**Data for the task**
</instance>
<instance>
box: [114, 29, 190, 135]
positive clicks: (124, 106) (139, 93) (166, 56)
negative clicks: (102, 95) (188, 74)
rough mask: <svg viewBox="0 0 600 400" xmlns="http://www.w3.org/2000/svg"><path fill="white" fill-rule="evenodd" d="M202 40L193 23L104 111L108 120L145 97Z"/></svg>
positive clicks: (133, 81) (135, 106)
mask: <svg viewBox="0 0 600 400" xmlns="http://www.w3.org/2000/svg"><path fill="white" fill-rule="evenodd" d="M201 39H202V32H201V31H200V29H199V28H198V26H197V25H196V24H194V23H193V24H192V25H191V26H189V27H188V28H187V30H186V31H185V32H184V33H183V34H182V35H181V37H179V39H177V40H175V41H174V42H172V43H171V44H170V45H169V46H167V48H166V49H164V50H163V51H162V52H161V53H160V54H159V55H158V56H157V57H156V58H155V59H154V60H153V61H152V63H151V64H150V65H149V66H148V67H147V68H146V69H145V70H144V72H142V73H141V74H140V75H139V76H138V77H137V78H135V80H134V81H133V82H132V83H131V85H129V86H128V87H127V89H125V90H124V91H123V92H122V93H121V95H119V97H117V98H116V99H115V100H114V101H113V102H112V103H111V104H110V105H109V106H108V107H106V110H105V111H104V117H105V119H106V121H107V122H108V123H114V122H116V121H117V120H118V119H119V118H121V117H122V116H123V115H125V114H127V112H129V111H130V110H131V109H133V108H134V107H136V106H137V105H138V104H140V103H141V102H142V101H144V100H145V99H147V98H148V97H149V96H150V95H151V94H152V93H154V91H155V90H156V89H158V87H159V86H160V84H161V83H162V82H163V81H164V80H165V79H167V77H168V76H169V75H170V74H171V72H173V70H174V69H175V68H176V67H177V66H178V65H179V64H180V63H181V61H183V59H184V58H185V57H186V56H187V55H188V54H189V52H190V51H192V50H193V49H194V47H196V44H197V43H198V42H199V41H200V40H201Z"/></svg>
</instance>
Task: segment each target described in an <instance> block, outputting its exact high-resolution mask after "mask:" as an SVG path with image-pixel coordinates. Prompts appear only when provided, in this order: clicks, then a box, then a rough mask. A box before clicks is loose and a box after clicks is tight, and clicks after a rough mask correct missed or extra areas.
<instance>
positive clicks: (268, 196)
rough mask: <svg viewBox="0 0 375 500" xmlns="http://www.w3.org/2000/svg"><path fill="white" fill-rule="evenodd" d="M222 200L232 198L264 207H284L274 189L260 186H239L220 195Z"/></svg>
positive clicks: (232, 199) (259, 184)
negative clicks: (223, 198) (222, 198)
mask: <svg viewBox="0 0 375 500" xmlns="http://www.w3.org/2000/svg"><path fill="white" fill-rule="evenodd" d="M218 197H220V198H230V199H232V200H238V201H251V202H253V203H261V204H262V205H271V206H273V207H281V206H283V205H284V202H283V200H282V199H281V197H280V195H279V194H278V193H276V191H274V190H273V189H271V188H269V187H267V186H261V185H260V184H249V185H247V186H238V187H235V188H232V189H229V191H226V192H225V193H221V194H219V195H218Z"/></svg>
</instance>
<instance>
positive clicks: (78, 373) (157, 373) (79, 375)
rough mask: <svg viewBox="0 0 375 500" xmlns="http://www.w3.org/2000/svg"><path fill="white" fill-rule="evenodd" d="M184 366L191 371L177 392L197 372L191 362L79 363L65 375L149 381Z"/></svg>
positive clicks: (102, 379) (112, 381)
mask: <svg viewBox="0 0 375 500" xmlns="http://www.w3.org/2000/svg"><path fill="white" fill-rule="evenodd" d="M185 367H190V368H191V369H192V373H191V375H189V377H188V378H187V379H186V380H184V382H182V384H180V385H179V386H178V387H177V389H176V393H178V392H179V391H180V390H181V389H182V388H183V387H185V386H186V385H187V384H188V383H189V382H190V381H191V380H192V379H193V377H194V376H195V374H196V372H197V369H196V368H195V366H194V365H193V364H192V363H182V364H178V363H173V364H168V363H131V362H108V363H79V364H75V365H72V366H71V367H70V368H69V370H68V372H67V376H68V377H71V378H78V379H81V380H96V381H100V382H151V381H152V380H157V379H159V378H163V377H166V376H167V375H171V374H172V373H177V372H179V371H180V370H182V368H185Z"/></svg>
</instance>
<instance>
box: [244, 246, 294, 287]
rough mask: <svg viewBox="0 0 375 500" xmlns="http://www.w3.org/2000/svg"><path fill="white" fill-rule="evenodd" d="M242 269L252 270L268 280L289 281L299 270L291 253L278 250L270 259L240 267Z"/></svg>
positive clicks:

**Job item**
Write out all of the records above, reproducing every line without any change.

**Answer to this problem**
</instance>
<instance>
box: [114, 29, 190, 135]
positive clicks: (124, 106) (139, 93) (166, 56)
negative clicks: (102, 95) (188, 74)
rough mask: <svg viewBox="0 0 600 400" xmlns="http://www.w3.org/2000/svg"><path fill="white" fill-rule="evenodd" d="M202 40L193 23L104 111L108 120L145 97Z"/></svg>
positive clicks: (133, 81) (135, 106)
mask: <svg viewBox="0 0 600 400" xmlns="http://www.w3.org/2000/svg"><path fill="white" fill-rule="evenodd" d="M201 39H202V32H201V31H200V29H199V28H198V26H197V25H196V24H194V23H193V24H192V25H191V26H189V27H188V28H187V30H186V31H185V32H184V33H183V34H182V35H181V37H179V39H177V40H175V41H174V42H172V43H171V44H170V45H169V46H167V48H166V49H164V50H163V51H162V52H161V53H160V54H159V55H158V56H157V57H156V58H155V59H154V60H153V61H152V63H151V64H150V65H149V66H148V67H147V68H146V69H145V70H144V72H142V73H141V74H140V75H139V76H138V77H137V78H135V80H134V81H133V82H132V83H131V85H129V86H128V87H127V89H125V90H124V91H123V92H122V93H121V95H119V97H117V98H116V99H115V100H114V101H113V102H112V103H111V104H110V105H109V106H108V107H106V110H105V111H104V117H105V119H106V121H107V122H108V123H114V122H116V121H117V120H118V119H119V118H121V117H122V116H123V115H125V114H127V112H129V111H130V110H131V109H133V108H134V107H136V106H137V105H138V104H140V103H141V102H142V101H144V100H145V99H147V98H148V97H149V96H150V95H151V94H152V93H154V91H155V90H156V89H158V87H159V86H160V84H161V83H162V82H163V81H164V80H165V79H167V77H168V76H169V75H170V74H171V72H173V70H174V69H175V68H176V67H177V66H178V65H179V64H180V63H181V61H183V59H184V58H185V57H186V56H187V55H188V54H189V52H190V51H192V50H193V49H194V47H196V44H197V43H198V42H199V41H200V40H201Z"/></svg>
</instance>
Task: segment each target described in an <instance> block, outputting its exact high-resolution mask after "mask:" as an SVG path with image-pixel coordinates. Prompts appear only when provided, in this order: clicks, then a box, then a rough mask. A box before clicks is loose and a box after clicks is tight, and clicks after a rough mask correct missed or extra areas.
<instance>
positive clicks: (268, 196)
rough mask: <svg viewBox="0 0 375 500" xmlns="http://www.w3.org/2000/svg"><path fill="white" fill-rule="evenodd" d="M222 200L232 198L264 207H284L274 189L260 186H239L220 195Z"/></svg>
positive clicks: (232, 199) (259, 184)
negative clicks: (223, 198) (222, 198)
mask: <svg viewBox="0 0 375 500" xmlns="http://www.w3.org/2000/svg"><path fill="white" fill-rule="evenodd" d="M218 197H220V198H230V199H232V200H238V201H251V202H253V203H261V204H262V205H271V206H273V207H281V206H283V205H284V202H283V200H282V199H281V197H280V195H279V194H278V193H276V191H274V190H273V189H271V188H269V187H267V186H261V185H260V184H249V185H247V186H238V187H235V188H232V189H229V191H226V192H225V193H221V194H219V195H218Z"/></svg>
</instance>
<instance>
positive clicks: (78, 373) (157, 373) (79, 375)
rough mask: <svg viewBox="0 0 375 500" xmlns="http://www.w3.org/2000/svg"><path fill="white" fill-rule="evenodd" d="M184 366L191 371L177 392L197 372L191 362L79 363L65 375L149 381Z"/></svg>
positive clicks: (102, 379) (112, 381)
mask: <svg viewBox="0 0 375 500" xmlns="http://www.w3.org/2000/svg"><path fill="white" fill-rule="evenodd" d="M185 367H190V368H191V369H192V373H191V375H189V377H188V378H187V379H186V380H184V382H182V384H180V385H179V386H178V387H177V389H176V393H178V392H179V391H180V390H181V389H182V388H183V387H185V386H186V385H187V384H188V383H189V382H190V381H191V380H192V379H193V377H194V376H195V374H196V372H197V369H196V368H195V366H194V365H193V364H192V363H182V364H178V363H173V364H168V363H131V362H108V363H79V364H75V365H72V366H71V367H70V368H69V370H68V372H67V376H68V377H71V378H78V379H81V380H96V381H100V382H151V381H152V380H157V379H159V378H163V377H166V376H167V375H171V374H172V373H177V372H179V371H180V370H182V368H185Z"/></svg>
</instance>
<instance>
box: [244, 246, 294, 287]
rough mask: <svg viewBox="0 0 375 500" xmlns="http://www.w3.org/2000/svg"><path fill="white" fill-rule="evenodd" d="M242 269L252 270L268 280L289 281L299 270L291 253L278 250L270 259L240 267Z"/></svg>
positive clicks:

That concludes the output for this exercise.